PAGE TEXT >>
(begin)

NEWS OF MAJOR FINDINGS
"Icy Clues to Earth's Future; Antarctic Researchers Face
a Mass of Mystery"
Reprinted with permission from Washingtonpost.Newsweek Interactive Company and The Washington Post
On February 21, 1999, The Washington Post reported on "scientists in Antarctica search for clues to
earth's future". Ms. Julie Eagle Briggs has granted permission to post this article on
the McMurdo LTER web site for 90 days. We are thus able to share the report below, written by
Curt Suplee. Other Washington Post Articles can be viewed at
http://washingtonpost.com/ .
The sheer immensity of the Antarctic ice is almost unimaginable, even when seen from a plane flying five miles up en
route to the South Pole. Under a sun that never sets, the relentless glare stretches in every direction from horizon
to blazing horizon.
And when suddenly a few stony spots appear in this solid sea of white, it takes a few seconds to wrap the brain around
the sight. Those tiny protusions are the uppermost visible tips of the Transantarctic Mountains, a 14,000-foot-high
chain the size of the American Rockies, buried in trillions of tons of ancient ice. And that isn't even the thickest
part of the sheet. In some places, it's three miles deep.
Indeed, Antarctica holds 90 percent of the planet's ice, and 70 percent of its fresh water. If it all turned to
liquid, sea levels would rise 200 feet, submerging half of civilization. That's not going to happen. But if even a
modest fraction of that titanic mass were to melt within a couple of decades--possibly in response to global
warming--it would still raise sea levels from several feet to several yards, evicting many of the 3 billion people who
live within 50 miles of the ocean.
Throughout this century, the sea has been rising steadily by a millimeter a year, about the thickness of a dime. So
far, that's manageable.
But any effects of global warming would most likely show up first and most dramatically at high latitudes. And recent
evidence suggests that much of the West Antarctic Ice Sheet may be unstable. Crossing some still-unknown temperature
threshold could trigger catastrophic melting.
Nor is that the only threat. The churning of Antarctica's super-cold border waters powers much of the global sea
circulation system that redistributes heat around the planet. And the shiny ice cover, about one-twelfth of Earth's
total surface area in the coldest months, reflects a huge amount of sunlight, keeping the climate far cooler than it
would be if that energy were absorbed by land or water. Thus, any appreciable change in the ice would derange climate
patterns worldwide. Remote as it may seem, the Antarctic ice plays a crucial role in the life of every person
everywhere.

(end)

DIRECTIONS FOR THIS TASK >> Can you rewrite the Antarctic ice article, starting with "And when suddenly" and going on through "three miles deep.", with "American Rockies" changed to "Rocky Mountains"?

ENTRIES PROVIDED >>

(begin)

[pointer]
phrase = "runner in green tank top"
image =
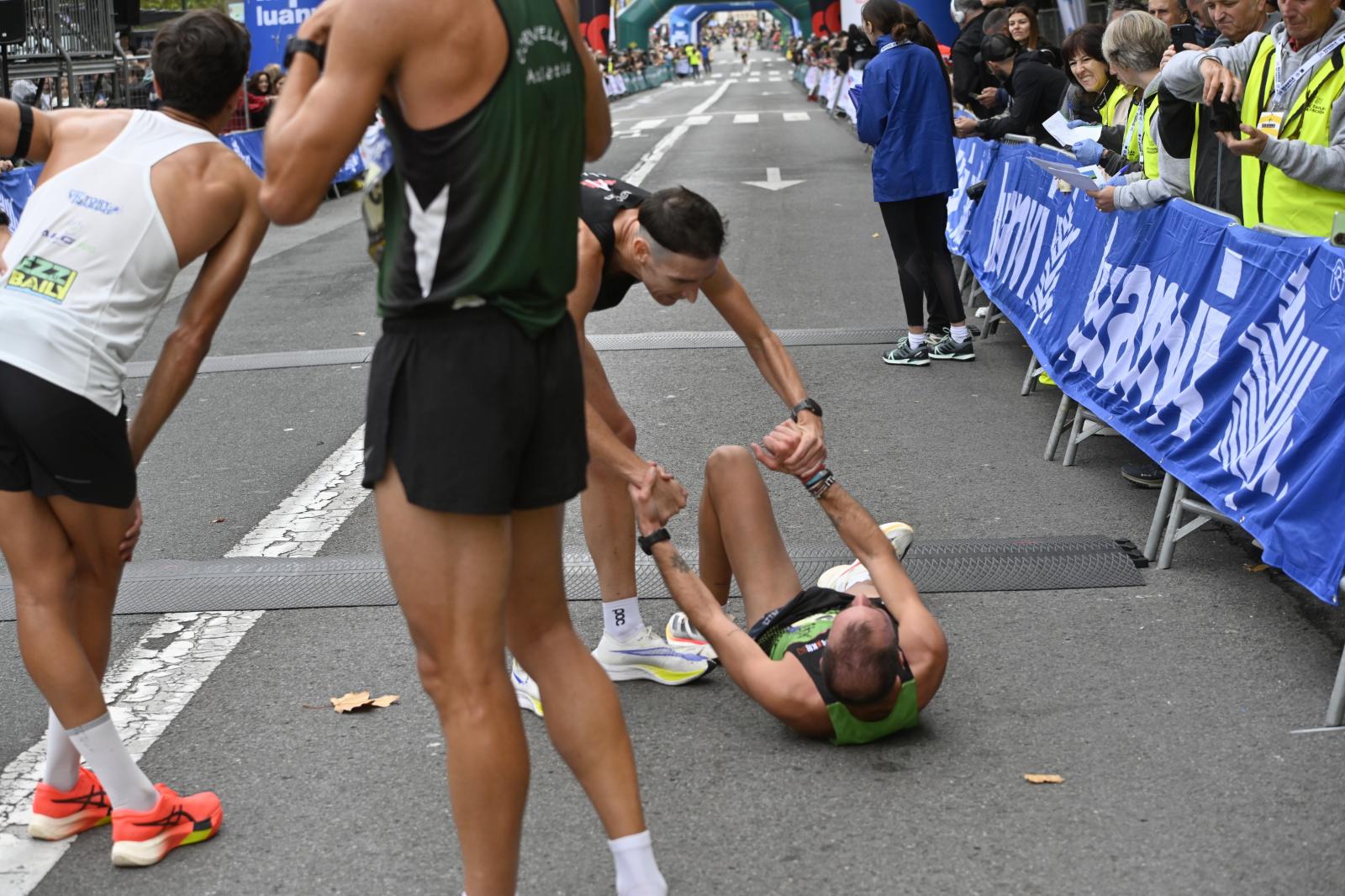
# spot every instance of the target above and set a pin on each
(475, 430)
(852, 665)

(end)

WRITTEN RESPONSE >>
And when suddenly a few stony spots appear in this solid sea of white, it takes a few seconds to wrap the brain around
the sight. Those tiny protusions are the uppermost visible tips of the Transantarctic Mountains, a 14,000-foot-high
chain the size of the Rocky Mountains, buried in trillions of tons of ancient ice. And that isn't even the thickest
part of the sheet. In some places, it's three miles deep.